- Description of the task
Count the lines below that contain the string "canvas". Give only the number.

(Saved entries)
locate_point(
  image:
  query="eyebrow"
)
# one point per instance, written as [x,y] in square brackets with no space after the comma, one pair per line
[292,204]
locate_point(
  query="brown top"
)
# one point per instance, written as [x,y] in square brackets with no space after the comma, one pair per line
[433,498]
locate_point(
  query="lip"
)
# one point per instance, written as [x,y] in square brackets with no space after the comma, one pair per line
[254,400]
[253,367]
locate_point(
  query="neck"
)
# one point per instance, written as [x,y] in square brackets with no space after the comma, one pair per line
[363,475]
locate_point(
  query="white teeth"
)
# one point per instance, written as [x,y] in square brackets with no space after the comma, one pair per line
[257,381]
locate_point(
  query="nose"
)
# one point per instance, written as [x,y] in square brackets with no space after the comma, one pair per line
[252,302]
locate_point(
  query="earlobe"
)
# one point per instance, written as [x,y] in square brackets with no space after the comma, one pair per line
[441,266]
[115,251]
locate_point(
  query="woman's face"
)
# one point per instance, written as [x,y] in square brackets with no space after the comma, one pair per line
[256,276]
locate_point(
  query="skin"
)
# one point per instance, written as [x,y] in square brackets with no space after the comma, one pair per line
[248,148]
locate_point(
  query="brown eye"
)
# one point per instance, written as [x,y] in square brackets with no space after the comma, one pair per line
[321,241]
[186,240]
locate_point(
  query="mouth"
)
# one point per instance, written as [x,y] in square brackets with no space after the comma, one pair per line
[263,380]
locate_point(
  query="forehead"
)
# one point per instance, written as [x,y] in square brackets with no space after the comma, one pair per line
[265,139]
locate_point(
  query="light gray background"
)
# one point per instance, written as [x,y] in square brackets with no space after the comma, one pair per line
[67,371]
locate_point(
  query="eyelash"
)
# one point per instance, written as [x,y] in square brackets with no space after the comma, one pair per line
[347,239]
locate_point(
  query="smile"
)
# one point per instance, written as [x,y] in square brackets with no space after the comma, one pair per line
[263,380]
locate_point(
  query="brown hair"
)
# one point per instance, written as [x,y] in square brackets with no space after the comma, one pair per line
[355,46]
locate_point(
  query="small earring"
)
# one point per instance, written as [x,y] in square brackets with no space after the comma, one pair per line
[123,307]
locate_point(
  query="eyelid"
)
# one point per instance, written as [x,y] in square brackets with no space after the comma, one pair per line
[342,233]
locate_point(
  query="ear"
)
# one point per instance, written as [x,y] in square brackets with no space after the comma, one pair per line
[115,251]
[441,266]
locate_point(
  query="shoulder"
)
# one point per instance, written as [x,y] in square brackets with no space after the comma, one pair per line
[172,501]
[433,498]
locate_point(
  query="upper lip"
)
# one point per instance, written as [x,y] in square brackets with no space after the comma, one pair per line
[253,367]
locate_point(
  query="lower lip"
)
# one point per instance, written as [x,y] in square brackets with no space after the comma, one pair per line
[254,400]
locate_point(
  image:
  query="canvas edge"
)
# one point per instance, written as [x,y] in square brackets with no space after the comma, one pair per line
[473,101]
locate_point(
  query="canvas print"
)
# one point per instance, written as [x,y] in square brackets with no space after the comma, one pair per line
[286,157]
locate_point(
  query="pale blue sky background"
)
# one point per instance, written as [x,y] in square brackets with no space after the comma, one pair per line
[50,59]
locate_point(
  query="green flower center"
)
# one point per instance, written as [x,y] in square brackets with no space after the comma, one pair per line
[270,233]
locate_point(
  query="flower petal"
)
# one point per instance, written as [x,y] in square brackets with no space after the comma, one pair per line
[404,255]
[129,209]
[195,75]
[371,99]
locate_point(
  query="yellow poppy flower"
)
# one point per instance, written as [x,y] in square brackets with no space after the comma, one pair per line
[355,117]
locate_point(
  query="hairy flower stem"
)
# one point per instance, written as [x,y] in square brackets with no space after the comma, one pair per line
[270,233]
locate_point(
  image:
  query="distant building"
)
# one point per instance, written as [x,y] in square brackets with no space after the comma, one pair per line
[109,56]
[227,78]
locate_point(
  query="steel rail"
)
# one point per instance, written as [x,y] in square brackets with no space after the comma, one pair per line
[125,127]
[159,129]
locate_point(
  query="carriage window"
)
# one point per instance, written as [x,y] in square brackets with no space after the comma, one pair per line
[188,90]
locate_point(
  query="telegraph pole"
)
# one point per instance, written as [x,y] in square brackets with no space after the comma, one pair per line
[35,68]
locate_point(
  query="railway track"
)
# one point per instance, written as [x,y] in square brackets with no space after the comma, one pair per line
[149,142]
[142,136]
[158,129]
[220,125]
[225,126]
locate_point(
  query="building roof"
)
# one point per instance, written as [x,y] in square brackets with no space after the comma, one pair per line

- The completed task
2